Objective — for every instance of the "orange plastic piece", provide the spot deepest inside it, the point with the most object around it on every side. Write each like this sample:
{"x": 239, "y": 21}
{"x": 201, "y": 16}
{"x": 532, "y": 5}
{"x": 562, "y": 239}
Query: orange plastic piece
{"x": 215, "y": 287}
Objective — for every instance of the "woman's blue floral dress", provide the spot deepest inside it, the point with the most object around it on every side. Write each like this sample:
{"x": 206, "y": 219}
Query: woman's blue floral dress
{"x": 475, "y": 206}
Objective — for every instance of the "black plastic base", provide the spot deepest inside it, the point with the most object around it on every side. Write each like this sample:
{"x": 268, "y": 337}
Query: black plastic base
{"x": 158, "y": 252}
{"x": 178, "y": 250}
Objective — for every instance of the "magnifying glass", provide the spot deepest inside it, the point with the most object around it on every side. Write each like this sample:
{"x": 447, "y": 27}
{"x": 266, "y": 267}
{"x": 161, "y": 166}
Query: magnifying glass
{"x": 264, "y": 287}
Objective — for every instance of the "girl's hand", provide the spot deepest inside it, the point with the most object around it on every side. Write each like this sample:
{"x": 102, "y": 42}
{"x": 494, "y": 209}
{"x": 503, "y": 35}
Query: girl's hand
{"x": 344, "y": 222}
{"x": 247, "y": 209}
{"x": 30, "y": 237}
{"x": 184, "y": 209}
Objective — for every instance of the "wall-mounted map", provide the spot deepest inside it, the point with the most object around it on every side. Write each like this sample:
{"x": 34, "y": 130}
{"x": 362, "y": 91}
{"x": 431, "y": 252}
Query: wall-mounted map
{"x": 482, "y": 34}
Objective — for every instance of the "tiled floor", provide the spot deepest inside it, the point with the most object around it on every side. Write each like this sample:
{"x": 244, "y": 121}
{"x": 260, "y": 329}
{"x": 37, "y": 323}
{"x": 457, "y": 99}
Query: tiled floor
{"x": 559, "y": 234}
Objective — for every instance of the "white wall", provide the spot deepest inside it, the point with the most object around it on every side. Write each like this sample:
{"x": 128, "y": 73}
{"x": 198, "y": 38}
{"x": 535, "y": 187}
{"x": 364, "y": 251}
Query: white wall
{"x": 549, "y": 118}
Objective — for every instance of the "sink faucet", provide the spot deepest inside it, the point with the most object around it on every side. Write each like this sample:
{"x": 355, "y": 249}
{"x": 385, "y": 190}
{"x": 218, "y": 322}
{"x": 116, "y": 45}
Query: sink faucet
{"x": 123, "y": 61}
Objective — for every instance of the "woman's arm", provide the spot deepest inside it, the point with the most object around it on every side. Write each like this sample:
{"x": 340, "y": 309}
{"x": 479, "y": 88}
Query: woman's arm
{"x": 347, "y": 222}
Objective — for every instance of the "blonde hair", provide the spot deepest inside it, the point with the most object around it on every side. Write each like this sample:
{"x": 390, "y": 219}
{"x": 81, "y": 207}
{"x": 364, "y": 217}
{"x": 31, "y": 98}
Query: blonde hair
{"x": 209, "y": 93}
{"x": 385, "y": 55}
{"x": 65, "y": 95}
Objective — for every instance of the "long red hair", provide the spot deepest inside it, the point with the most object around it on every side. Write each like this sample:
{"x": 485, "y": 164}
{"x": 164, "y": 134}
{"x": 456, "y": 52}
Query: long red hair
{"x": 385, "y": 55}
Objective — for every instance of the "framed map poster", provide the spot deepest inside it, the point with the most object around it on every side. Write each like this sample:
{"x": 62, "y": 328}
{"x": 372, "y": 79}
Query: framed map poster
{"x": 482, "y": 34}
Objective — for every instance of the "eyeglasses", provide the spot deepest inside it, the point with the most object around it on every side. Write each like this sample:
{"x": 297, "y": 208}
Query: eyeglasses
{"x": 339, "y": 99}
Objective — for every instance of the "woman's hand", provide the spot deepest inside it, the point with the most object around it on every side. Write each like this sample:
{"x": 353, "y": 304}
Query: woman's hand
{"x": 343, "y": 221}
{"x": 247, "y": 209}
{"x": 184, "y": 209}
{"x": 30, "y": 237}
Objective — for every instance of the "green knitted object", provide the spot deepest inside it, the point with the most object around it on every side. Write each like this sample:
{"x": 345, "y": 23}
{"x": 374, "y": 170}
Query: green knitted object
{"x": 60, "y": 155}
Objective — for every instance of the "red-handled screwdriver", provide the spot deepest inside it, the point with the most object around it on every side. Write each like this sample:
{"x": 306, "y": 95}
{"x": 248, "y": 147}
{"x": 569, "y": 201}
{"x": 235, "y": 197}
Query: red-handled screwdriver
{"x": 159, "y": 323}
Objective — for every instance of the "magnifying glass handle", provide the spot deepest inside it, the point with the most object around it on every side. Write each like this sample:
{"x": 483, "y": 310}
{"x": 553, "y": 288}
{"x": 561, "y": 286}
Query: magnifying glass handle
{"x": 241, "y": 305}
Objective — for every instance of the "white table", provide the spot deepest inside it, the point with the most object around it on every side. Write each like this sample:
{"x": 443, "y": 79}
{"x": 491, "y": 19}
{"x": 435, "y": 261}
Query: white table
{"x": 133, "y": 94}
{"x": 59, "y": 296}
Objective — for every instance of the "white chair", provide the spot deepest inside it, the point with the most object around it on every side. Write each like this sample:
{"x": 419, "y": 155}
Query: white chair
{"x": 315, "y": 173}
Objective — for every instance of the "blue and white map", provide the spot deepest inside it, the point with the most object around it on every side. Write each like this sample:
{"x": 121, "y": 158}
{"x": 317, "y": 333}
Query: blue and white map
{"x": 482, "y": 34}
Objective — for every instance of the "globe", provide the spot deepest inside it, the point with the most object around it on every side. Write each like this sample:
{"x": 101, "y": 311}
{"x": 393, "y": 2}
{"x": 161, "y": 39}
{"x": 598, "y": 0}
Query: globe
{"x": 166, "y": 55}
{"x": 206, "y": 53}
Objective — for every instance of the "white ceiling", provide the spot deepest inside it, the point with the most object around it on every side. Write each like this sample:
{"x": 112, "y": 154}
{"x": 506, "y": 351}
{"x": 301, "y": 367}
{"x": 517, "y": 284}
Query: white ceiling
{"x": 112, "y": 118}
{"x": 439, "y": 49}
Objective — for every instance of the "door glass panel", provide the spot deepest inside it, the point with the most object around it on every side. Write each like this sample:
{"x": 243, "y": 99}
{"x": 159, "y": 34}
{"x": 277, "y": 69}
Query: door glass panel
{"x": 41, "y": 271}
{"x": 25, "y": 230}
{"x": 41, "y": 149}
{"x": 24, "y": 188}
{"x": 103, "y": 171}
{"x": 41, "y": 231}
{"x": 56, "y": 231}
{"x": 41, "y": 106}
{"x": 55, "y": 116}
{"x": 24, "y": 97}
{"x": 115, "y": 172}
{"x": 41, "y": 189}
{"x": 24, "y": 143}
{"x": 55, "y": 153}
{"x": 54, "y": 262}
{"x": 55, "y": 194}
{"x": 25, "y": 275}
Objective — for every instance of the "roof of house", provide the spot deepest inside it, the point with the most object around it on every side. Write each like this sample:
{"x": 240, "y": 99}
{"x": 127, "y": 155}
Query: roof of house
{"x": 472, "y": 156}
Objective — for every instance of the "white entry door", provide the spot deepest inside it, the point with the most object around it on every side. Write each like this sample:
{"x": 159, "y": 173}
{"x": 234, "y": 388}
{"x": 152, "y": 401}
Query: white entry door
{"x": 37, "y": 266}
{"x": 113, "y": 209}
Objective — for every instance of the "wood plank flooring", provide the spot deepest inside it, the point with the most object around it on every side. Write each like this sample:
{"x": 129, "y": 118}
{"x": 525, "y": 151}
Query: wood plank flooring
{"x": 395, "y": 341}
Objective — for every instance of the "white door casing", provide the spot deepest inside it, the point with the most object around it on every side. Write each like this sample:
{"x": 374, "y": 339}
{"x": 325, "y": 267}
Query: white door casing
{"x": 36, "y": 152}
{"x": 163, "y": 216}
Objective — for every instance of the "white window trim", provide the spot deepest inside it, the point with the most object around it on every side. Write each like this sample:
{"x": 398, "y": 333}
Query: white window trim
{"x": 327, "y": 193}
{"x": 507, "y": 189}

================================

● CHALLENGE:
Which lines in the records above contain the string "plank", with case counting? Collect each such line in full.

● EXERCISE ANSWER:
Objective — for every instance of the "wood plank flooring", provide the spot deepest inside it, the point with the most object around it on every side. Write each like this sample:
Query: wood plank flooring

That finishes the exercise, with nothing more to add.